What is required: Could you copy everything from the row containing "point: green marker" down to the final row, both ends included and the request kept, shifting each answer coordinate up by 126 while leaving the request and its sample coordinates as they are?

** begin Entries provided **

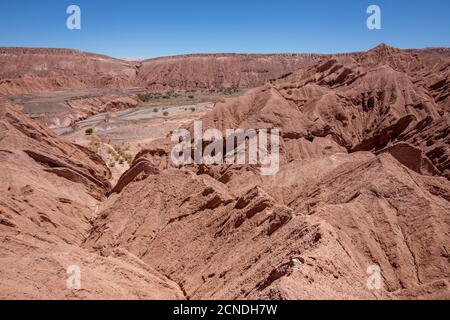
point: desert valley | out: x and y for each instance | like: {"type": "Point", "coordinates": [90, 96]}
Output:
{"type": "Point", "coordinates": [88, 181]}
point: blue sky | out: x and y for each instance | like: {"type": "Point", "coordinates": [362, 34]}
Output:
{"type": "Point", "coordinates": [138, 28]}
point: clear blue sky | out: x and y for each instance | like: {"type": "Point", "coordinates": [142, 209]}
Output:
{"type": "Point", "coordinates": [148, 28]}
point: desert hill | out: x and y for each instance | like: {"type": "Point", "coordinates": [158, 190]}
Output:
{"type": "Point", "coordinates": [363, 181]}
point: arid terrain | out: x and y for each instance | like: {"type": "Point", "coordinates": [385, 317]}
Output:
{"type": "Point", "coordinates": [88, 181]}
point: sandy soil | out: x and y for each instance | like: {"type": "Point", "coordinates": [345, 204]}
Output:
{"type": "Point", "coordinates": [119, 136]}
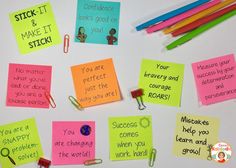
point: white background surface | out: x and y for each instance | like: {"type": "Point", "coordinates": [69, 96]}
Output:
{"type": "Point", "coordinates": [133, 46]}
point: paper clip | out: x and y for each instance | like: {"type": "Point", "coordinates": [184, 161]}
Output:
{"type": "Point", "coordinates": [5, 152]}
{"type": "Point", "coordinates": [209, 150]}
{"type": "Point", "coordinates": [75, 102]}
{"type": "Point", "coordinates": [50, 99]}
{"type": "Point", "coordinates": [92, 162]}
{"type": "Point", "coordinates": [152, 157]}
{"type": "Point", "coordinates": [44, 163]}
{"type": "Point", "coordinates": [138, 94]}
{"type": "Point", "coordinates": [66, 43]}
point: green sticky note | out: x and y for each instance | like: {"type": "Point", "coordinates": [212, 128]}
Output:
{"type": "Point", "coordinates": [19, 140]}
{"type": "Point", "coordinates": [35, 28]}
{"type": "Point", "coordinates": [130, 137]}
{"type": "Point", "coordinates": [161, 82]}
{"type": "Point", "coordinates": [193, 134]}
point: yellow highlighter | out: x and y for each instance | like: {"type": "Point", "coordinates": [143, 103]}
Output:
{"type": "Point", "coordinates": [198, 16]}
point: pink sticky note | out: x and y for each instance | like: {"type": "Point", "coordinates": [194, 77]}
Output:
{"type": "Point", "coordinates": [73, 142]}
{"type": "Point", "coordinates": [215, 79]}
{"type": "Point", "coordinates": [27, 85]}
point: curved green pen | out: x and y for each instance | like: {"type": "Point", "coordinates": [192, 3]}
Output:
{"type": "Point", "coordinates": [199, 30]}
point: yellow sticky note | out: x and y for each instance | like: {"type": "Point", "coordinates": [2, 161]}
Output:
{"type": "Point", "coordinates": [20, 141]}
{"type": "Point", "coordinates": [130, 137]}
{"type": "Point", "coordinates": [161, 82]}
{"type": "Point", "coordinates": [193, 134]}
{"type": "Point", "coordinates": [35, 28]}
{"type": "Point", "coordinates": [95, 83]}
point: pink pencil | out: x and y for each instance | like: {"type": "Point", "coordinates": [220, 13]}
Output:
{"type": "Point", "coordinates": [180, 17]}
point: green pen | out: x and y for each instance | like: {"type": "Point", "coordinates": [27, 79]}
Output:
{"type": "Point", "coordinates": [199, 30]}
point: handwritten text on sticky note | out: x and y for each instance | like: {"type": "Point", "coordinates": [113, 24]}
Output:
{"type": "Point", "coordinates": [73, 142]}
{"type": "Point", "coordinates": [22, 140]}
{"type": "Point", "coordinates": [130, 137]}
{"type": "Point", "coordinates": [161, 82]}
{"type": "Point", "coordinates": [215, 79]}
{"type": "Point", "coordinates": [27, 85]}
{"type": "Point", "coordinates": [193, 134]}
{"type": "Point", "coordinates": [95, 83]}
{"type": "Point", "coordinates": [35, 28]}
{"type": "Point", "coordinates": [97, 22]}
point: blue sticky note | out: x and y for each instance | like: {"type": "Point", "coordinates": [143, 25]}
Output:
{"type": "Point", "coordinates": [97, 22]}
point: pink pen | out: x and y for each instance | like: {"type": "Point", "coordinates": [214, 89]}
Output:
{"type": "Point", "coordinates": [180, 17]}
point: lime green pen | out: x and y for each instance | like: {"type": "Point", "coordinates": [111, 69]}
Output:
{"type": "Point", "coordinates": [199, 30]}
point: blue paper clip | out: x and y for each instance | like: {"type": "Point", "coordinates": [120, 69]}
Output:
{"type": "Point", "coordinates": [75, 102]}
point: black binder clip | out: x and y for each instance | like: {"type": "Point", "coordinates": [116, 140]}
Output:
{"type": "Point", "coordinates": [44, 163]}
{"type": "Point", "coordinates": [137, 94]}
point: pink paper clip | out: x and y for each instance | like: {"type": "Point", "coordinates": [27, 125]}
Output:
{"type": "Point", "coordinates": [138, 94]}
{"type": "Point", "coordinates": [50, 99]}
{"type": "Point", "coordinates": [44, 163]}
{"type": "Point", "coordinates": [66, 43]}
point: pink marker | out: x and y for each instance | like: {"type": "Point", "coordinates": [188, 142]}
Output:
{"type": "Point", "coordinates": [180, 17]}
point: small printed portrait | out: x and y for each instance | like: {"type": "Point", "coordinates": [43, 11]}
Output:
{"type": "Point", "coordinates": [111, 39]}
{"type": "Point", "coordinates": [221, 157]}
{"type": "Point", "coordinates": [81, 34]}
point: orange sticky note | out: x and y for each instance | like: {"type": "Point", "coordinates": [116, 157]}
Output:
{"type": "Point", "coordinates": [95, 83]}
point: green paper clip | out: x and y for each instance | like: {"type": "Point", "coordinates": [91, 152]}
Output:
{"type": "Point", "coordinates": [152, 157]}
{"type": "Point", "coordinates": [75, 102]}
{"type": "Point", "coordinates": [92, 162]}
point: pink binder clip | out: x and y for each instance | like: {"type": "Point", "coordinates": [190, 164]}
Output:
{"type": "Point", "coordinates": [44, 163]}
{"type": "Point", "coordinates": [137, 94]}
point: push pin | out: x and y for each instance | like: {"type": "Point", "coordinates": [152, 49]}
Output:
{"type": "Point", "coordinates": [44, 163]}
{"type": "Point", "coordinates": [137, 94]}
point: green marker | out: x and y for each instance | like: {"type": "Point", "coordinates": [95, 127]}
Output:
{"type": "Point", "coordinates": [199, 30]}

** end Entries provided **

Result:
point: green marker | out: x and y for each instance | like: {"type": "Point", "coordinates": [95, 127]}
Output:
{"type": "Point", "coordinates": [325, 156]}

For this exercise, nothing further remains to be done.